- EXERCISE DESCRIPTION: Render every one of the rows below as a two-column CSV with the header "query" and "response". Give one line per row, with its text and its answer each in its own quoted field and line breaks turned into spaces.

(Raw records)
>>>>>
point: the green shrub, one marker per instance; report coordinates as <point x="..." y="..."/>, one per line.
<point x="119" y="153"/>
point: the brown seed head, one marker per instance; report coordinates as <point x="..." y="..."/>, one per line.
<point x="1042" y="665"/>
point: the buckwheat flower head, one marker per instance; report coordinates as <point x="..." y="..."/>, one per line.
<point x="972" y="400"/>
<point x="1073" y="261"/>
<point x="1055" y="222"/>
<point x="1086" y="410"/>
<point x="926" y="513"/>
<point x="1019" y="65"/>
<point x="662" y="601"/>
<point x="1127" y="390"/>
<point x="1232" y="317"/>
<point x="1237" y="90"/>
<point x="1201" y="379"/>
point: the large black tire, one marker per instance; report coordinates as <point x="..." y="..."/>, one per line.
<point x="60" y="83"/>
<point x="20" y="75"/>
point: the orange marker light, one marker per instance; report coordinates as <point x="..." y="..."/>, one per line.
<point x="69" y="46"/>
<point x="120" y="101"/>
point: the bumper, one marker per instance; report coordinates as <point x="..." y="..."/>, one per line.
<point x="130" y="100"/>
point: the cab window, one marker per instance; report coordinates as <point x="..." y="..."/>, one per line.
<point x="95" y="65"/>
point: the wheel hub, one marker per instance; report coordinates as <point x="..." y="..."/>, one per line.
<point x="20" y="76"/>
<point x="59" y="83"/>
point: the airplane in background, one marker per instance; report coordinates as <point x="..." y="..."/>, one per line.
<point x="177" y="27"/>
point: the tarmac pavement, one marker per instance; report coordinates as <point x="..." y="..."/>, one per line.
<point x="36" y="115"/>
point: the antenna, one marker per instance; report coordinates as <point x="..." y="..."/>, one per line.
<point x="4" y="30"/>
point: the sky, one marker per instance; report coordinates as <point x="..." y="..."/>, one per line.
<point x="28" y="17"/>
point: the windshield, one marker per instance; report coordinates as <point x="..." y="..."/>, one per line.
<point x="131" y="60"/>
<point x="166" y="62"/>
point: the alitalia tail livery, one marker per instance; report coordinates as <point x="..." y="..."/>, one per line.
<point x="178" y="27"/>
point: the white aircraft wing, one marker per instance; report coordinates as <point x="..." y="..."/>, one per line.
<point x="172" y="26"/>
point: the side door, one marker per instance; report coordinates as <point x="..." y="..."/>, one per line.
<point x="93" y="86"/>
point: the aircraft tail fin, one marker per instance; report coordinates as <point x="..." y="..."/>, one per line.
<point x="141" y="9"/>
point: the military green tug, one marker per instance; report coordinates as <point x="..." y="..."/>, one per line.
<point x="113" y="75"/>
<<<<<
- EXERCISE RESULT:
query,response
"point: the green shrub, one marker per instance; report coordinates as <point x=""..."" y=""...""/>, one per line.","<point x=""119"" y=""153""/>"
"point: the brown seed head, one marker per instance; report coordinates as <point x=""..."" y=""...""/>, one per line.","<point x=""1042"" y=""665""/>"
"point: the buckwheat flower head, one marker per instance; report coordinates as <point x=""..."" y=""...""/>, one per line.","<point x=""972"" y=""400""/> <point x=""1073"" y=""261""/> <point x=""1055"" y=""222""/> <point x=""1086"" y=""410""/> <point x=""926"" y=""513""/> <point x=""1019"" y=""65""/> <point x=""662"" y=""601""/> <point x=""1127"" y=""390""/> <point x=""1232"" y=""317""/> <point x=""1237"" y=""90""/> <point x=""1201"" y=""379""/>"
"point: the large black tire, one marker per instance; report coordinates as <point x=""..."" y=""...""/>, one per line.","<point x=""60"" y=""83""/> <point x=""20"" y=""75""/>"
"point: the orange marker light, one marker per instance; report coordinates as <point x=""..."" y=""...""/>, one per line.","<point x=""69"" y=""46""/> <point x=""120"" y=""101""/>"
"point: the bumper, one marker per instance; report coordinates as <point x=""..."" y=""...""/>, one per line.","<point x=""130"" y=""100""/>"
"point: the cab window, one marker per instance; report coordinates as <point x=""..."" y=""...""/>, one per line.","<point x=""95"" y=""65""/>"
"point: the wheel hub, one marker per instance; report coordinates as <point x=""..."" y=""...""/>, one per line.","<point x=""20"" y=""76""/> <point x=""59"" y=""83""/>"
"point: the airplane in background, one marker per instance; report coordinates as <point x=""..."" y=""...""/>, one per line.","<point x=""177"" y=""27""/>"
"point: the tarmac pavement, one marker per instance; report coordinates as <point x=""..."" y=""...""/>, one per line.","<point x=""36"" y=""115""/>"
"point: the antenna, one marker per instance; report coordinates as <point x=""..."" y=""...""/>, one per line.","<point x=""4"" y=""30""/>"
"point: the sky, one marker per instance; report coordinates as <point x=""..."" y=""...""/>, one per line.","<point x=""28"" y=""17""/>"
"point: the windshield, one marker per instance; report coordinates as <point x=""..."" y=""...""/>, one per line.","<point x=""131"" y=""60""/> <point x=""166"" y=""62""/>"
"point: the alitalia tail livery, one marker per instance; report coordinates as <point x=""..."" y=""...""/>, one per line.","<point x=""178"" y=""27""/>"
"point: the white aircraft wing, one marker per instance; report coordinates as <point x=""..."" y=""...""/>, one per line.","<point x=""172"" y=""26""/>"
"point: the side door, one marker per instance; report coordinates as <point x=""..."" y=""...""/>, one per line.","<point x=""93"" y=""86""/>"
"point: the aircraft tail fin, one marker per instance; report coordinates as <point x=""..."" y=""...""/>, one per line.","<point x=""141"" y=""9""/>"
"point: the military green tug, one marker per instance; report coordinates as <point x=""..."" y=""...""/>, one per line.","<point x=""113"" y=""75""/>"